REQUEST.
Pull out every row that contains the string "white". Letter case matters when matching.

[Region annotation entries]
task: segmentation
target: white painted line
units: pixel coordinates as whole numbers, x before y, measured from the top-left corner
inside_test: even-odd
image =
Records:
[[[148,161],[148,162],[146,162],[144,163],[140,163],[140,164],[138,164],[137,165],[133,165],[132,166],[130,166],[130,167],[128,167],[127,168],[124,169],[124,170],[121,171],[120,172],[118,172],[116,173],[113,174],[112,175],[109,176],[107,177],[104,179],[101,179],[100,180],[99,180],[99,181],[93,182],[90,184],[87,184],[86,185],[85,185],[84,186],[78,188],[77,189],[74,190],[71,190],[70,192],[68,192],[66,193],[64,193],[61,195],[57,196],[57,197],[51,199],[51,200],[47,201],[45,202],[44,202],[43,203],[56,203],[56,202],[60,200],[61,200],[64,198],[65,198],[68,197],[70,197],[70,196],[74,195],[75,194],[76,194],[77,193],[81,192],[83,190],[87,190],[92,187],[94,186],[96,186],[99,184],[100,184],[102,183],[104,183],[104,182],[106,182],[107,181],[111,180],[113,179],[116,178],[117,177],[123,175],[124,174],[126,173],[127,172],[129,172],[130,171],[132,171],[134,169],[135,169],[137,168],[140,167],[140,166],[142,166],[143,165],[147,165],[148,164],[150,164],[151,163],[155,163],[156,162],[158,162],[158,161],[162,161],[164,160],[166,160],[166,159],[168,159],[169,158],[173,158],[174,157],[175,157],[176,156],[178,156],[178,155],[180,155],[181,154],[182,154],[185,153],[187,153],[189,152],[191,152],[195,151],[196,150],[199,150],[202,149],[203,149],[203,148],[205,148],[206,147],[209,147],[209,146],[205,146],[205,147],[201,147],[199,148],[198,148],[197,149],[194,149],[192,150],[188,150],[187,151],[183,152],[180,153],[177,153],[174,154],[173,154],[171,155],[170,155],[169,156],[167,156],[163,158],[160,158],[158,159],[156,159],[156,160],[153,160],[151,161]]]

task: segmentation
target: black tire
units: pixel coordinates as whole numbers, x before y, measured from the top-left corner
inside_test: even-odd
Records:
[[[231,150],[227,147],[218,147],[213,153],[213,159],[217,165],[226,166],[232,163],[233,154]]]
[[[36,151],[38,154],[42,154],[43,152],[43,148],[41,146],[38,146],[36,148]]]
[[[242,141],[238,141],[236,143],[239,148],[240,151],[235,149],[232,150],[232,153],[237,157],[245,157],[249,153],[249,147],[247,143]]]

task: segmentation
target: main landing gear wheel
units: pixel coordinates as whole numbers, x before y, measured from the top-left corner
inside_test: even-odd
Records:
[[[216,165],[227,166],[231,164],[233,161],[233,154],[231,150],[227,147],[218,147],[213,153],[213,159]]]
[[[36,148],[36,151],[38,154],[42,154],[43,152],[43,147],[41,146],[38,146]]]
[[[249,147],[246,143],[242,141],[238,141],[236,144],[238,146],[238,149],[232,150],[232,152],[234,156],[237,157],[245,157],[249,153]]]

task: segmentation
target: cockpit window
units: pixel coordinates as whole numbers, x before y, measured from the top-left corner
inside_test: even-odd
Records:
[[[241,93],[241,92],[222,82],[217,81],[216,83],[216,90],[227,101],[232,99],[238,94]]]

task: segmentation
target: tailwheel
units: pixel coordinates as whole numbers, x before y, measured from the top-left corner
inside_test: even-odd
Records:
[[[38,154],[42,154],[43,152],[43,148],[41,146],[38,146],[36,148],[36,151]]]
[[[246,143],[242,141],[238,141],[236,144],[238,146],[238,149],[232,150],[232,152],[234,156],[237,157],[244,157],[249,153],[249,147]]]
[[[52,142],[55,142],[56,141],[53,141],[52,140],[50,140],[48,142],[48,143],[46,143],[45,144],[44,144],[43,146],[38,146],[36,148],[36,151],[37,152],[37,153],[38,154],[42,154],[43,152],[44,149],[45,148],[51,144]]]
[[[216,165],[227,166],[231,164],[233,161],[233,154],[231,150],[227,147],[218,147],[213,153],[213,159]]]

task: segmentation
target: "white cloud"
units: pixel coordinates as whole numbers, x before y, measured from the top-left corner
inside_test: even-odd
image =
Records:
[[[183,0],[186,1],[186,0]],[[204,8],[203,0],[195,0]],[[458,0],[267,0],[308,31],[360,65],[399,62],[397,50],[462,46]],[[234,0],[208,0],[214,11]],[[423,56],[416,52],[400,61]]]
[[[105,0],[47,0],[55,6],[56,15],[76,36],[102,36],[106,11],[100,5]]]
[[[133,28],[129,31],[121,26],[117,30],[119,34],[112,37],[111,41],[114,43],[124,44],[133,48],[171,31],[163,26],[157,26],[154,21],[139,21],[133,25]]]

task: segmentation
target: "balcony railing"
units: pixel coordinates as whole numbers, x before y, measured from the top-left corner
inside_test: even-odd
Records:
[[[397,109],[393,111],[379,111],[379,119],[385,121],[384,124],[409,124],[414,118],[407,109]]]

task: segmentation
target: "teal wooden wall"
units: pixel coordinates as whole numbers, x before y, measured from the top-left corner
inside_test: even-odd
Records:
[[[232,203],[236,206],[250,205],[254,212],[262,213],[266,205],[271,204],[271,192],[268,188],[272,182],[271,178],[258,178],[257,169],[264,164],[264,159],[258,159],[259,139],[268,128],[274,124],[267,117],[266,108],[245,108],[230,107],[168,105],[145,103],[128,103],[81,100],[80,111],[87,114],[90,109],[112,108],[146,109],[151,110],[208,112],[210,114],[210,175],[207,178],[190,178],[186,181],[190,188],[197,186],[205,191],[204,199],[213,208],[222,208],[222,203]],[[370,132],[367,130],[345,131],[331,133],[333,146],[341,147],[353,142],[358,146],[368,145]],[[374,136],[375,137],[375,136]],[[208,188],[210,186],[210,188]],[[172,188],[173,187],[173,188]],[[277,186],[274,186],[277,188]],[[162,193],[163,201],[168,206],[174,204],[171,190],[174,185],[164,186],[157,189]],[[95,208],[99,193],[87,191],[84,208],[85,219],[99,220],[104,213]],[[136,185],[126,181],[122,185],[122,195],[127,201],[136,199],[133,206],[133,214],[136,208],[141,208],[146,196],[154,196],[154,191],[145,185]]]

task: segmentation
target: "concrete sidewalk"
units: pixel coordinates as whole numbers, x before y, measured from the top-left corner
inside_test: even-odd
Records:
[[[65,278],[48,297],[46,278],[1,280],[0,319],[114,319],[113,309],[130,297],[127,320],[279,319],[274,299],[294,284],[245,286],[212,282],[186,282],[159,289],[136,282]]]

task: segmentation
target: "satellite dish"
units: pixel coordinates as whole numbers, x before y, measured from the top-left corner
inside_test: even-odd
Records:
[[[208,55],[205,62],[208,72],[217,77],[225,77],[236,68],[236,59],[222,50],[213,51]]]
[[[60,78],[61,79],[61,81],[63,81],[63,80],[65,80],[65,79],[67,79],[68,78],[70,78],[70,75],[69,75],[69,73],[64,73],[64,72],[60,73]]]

OUTPUT OF THE EXERCISE.
target: white painted line
target: "white cloud"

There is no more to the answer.